Problem to solve:
Display every line of the data below that contains the word "electrical".

Data to use:
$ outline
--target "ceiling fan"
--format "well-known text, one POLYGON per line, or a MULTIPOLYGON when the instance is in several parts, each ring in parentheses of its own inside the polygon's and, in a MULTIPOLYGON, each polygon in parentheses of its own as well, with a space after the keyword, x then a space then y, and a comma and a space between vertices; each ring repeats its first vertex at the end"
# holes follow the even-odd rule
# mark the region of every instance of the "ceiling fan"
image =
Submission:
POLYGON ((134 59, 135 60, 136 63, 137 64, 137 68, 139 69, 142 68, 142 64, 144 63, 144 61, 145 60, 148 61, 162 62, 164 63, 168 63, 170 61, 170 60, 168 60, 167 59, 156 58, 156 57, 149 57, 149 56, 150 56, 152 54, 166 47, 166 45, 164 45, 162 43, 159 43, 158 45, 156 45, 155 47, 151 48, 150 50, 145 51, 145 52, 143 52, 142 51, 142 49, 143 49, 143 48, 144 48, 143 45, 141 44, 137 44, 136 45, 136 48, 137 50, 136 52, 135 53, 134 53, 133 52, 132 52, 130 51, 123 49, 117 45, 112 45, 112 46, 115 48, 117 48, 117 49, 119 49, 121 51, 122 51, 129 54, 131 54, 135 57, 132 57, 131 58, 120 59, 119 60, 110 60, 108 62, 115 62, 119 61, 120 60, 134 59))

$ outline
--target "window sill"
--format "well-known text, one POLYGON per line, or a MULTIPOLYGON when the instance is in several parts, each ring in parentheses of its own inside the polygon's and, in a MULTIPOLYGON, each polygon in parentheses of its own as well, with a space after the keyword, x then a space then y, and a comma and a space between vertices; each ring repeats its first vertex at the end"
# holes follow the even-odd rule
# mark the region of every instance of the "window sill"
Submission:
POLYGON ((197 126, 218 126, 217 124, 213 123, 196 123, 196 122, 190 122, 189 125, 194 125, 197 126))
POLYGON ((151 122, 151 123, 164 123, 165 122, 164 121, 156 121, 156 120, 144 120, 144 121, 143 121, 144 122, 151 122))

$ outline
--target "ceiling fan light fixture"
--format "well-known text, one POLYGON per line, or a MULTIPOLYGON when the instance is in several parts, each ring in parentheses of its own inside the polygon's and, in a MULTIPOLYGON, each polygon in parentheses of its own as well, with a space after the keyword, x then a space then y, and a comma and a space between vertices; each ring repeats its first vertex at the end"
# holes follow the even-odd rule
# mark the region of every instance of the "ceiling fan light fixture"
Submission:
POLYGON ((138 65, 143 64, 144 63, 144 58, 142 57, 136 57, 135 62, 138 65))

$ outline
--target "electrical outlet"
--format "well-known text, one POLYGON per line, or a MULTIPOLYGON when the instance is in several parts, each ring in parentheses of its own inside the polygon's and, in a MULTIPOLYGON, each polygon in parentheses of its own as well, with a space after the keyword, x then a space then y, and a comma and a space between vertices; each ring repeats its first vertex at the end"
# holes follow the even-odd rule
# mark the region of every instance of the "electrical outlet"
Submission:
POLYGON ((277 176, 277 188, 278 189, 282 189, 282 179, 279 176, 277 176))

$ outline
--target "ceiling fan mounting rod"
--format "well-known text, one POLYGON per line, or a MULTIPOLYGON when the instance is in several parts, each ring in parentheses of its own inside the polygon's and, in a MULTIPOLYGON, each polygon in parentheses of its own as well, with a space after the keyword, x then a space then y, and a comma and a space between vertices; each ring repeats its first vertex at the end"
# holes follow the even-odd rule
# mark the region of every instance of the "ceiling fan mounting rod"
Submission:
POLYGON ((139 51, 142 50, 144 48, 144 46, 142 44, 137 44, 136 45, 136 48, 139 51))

Correct output:
--target "electrical outlet"
# mark the region of every instance of the "electrical outlet"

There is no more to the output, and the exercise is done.